**ACTIVITY:**
Take the records below and write them out again exactly.

**RECORDS FOR THE TASK:**
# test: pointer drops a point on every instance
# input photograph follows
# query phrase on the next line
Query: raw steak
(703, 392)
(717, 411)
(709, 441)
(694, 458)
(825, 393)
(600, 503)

**RESULT OF THIS EXERCISE:**
# test: pointer drops a point on every instance
# input photograph follows
# query phrase on the next line
Query: raw steak
(703, 392)
(717, 411)
(709, 441)
(694, 458)
(825, 393)
(600, 503)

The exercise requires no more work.